Recorded data
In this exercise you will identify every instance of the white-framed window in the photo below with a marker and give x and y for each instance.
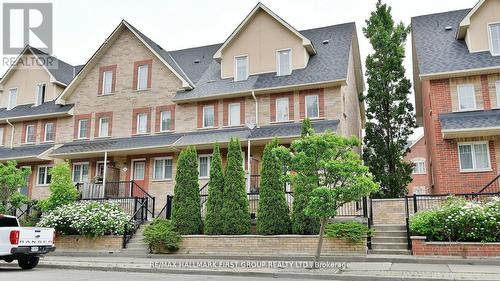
(43, 175)
(82, 128)
(466, 97)
(418, 166)
(474, 156)
(12, 98)
(240, 68)
(142, 123)
(204, 165)
(234, 114)
(80, 172)
(107, 82)
(495, 38)
(40, 93)
(208, 116)
(162, 168)
(284, 62)
(48, 132)
(282, 109)
(312, 106)
(30, 134)
(166, 121)
(142, 77)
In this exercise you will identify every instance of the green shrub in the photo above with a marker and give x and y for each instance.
(89, 218)
(352, 231)
(459, 220)
(161, 235)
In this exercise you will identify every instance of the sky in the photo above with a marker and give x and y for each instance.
(80, 27)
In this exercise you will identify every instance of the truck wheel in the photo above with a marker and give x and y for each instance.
(28, 262)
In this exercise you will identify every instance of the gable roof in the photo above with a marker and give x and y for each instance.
(62, 73)
(305, 42)
(156, 49)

Work instruction: What is needed is a word-for-word restatement of every line from the one with "In this exercise you will identify every instance of the truck" to the end of the entries above.

Answer section:
In this exercise you will identify every instance of the truck wheel in the photo above with a marker and give x and y for each instance.
(28, 262)
In this exercise you will identify every instance of the gable roof in the photo above with a marker and give x and y for each instance.
(62, 73)
(305, 42)
(156, 49)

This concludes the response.